_EXTRAIT CHOISI_
····················

L’impact de ces commerces de l’ombre sur le tissu et les modes de vie urbains inquiète les acteurs de la ville.

C’est vrai : Dark Kitchens et Dark Store fonctionnent sans façades animées et ils engagent des changements profonds des usages du commerce en ville. Et parce qu’ils mobilisent des outils d’intelligence marketing dernier cri, ils sont considérés comme des menaces pour les petits commerçants indépendants locaux. On ne peut faire fi de ces critiques.

Dark Store et Dark Kitchen Frichti
Dark Store et Dark Kitchen Frichti (Source : L’ADN, 2018)

La concurrence générée par ces acteurs est réelle, en particulier pour le commerce alimentaire et de première nécessité. Par ailleurs, dans une optique plus sociologique, voire philosophique, ces lieux « de l’ombre » interrogent sur l’avenir d’une sociabilité déjà très émoussée en ville. Qui dit livraison à domicile dit en effet cantonnement toujours plus grand des ménages dans leurs sphères privées, et moins de surprises, de convivialité et de partage dans les rues de nos cités. Sans compter les questions sociales posées par le recours aux autoentrepreneurs.

Les Dark Stores et Dark Kitchens peuvent-ils créer de la valeur pour l’ensemble des parties prenantes ?

En adoptant une posture exigeante et attentive, nous pensons que les élus, investisseurs, restaurateurs et commerçants peuvent contribuer à développer des Dark Stores et Dark Kitchens qui concilient les aspirations des consommateurs et des habitants des villes. Comme le montre cette étude, les Dark Kitchens ou Dark Stores peuvent contribuer à la mise en œuvre de synergies locales et commerciales, au soutien à la production locale, voire à la revitalisation des quartiers dans lesquels ils s’implantent. Nombre d’acteurs de ces marchés ont choisi de s’investir écologiquement, socialement et/ou dans une optique de développement local. C’est par exemple le cas de PicNic, Dija, Cajoo ou encore Frichti et Smart Kitchen, dans le cadre de leur partenariat avec des producteurs locaux pour les produits frais. C’est aussi le cas de nombreuses Dark Kitchens qui constituent des tremplins accessibles pour des restaurateurs souhaitant innover ou se lancer, certains optant même pour une démarche d’incubateur solidaire.

Bonnes pratiques.

Au travers de cette étude, nous dressons une cartographie des différents modèles de Dark Stores/Dark Kitchens existants et de leur implantation, afin de mieux comprendre ce marché et son intégration dans la ville et d’identifier les bonnes pratiques susceptibles de contribuer au développement vertueux de ces nouveaux
« commerces ».

····················

_DONNÉES FOURNIES_

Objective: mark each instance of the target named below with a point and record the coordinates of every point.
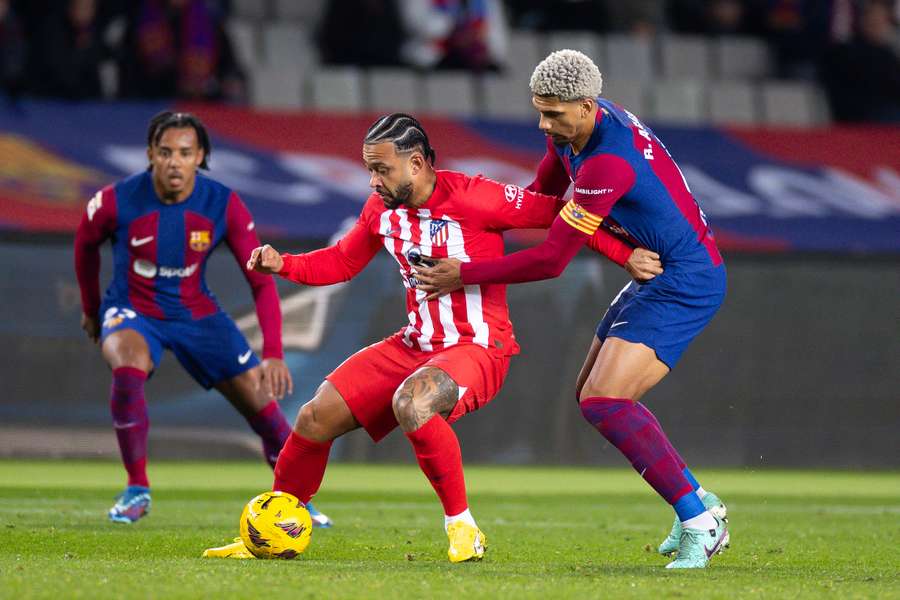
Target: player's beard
(396, 199)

····················

_VOS TÂCHES_
• a. Répondez à ces questions sur l'extrait consacré aux Dark Stores et Dark Kitchens :
(i) Pourquoi ces lieux sont-ils considérés comme des menaces pour les petits commerçants indépendants locaux ?
(ii) Dans quel type de commerce la concurrence qu'ils génèrent est-elle particulièrement réelle ?
(iii) Quels acteurs sont cités pour leur partenariat avec des producteurs locaux pour les produits frais ?
• b. Poursuivez l'extrait sur les Dark Stores et Dark Kitchens après sa dernière phrase.

_RÉPONSES RÉDIGÉES_
• a.
(i) Parce qu'ils mobilisent des outils d'intelligence marketing dernier cri.
(ii) Le commerce alimentaire et de première nécessité.
(iii) PicNic, Dija, Cajoo, Frichti et Smart Kitchen.

• b.
Nous retenons en particulier :

> Des acteurs qui privilégient l’approvisionnement local pour soutenir le tissu économique de la ville ou de la région. Par exemple, Dija a noué un partenariat avec les cafés Kawa torréfiés à Paris ou avec des brasseries artisanales franciliennes.

> Des offres au service des structures collectives du territoire, en ciblant par exemple également des cantines scolaires, restaurants d’entreprises ou événements… Par exemple Les Camionneuses s’adresse principalement à la restauration collective d’entreprise et scolaire (800 repas d’expédition scolaire/jour sur un de leur site).

Chez Cooccio (Source : Cooccio, 2021)

> L’ouverture aux habitants du quartier : une offre servicielle sur site peut générer des bienfaits à la fois en termes de relation client et pour le quartier. Des cuisines peuvent par exemple être ouvertes pour des sessions de formation ou devenir des lieux d’incubationn solidaire. Ainsi Cooccio a ouvert le premier « kitchen incubator » en Espagne en 2017 pour accompagner de jeunes chefs qui montent leur entreprise.

> Des lieux d’innovation et de création, en attirant des grands chefs hors de leur zone de présence habituelle (ex : le chef Pierre Sang utilise une Dark Kitchen Deliveroo en banlieue parisienne) ou en apportant des outils dans ces territoires (ex : Taster a ouvert « une dizaine » de « petits labos » pour expérimenter de nouveaux plats et créer les futures marques labellisés Taster).

“Mamacita” de Honest Food (Source : Honestfoodcompany.de, 2021)

> Des montages immobiliers au service des restaurateurs et commerces qui utilisent ces sites, c’est-à-dire ni trop précaires (tels que la sous-location) ni trop figés (tels que le bail commercial 3/6/9 classique). Un contrat de mise à disposition et de prestation de services peut par exemple offrir à l’utilisateur des lieux à la fois l’infrastructure immobilière et les services nécessaires au développement durable de son activité.

Livraison PicNic dans une ville des Pays-Bas (Source : Dmitry Kann, Yktoo.com, 2019)

> Le choix de salarier et de former en continu les équipes (ex : Dija ou PicNic) peut avoir un impact fort tant pour le recrutement que pour le développement de l’emploi dans le quartier – les nouveaux acteurs associant service et tech avaient jusqu’alors privilégié l’« ubérisation ».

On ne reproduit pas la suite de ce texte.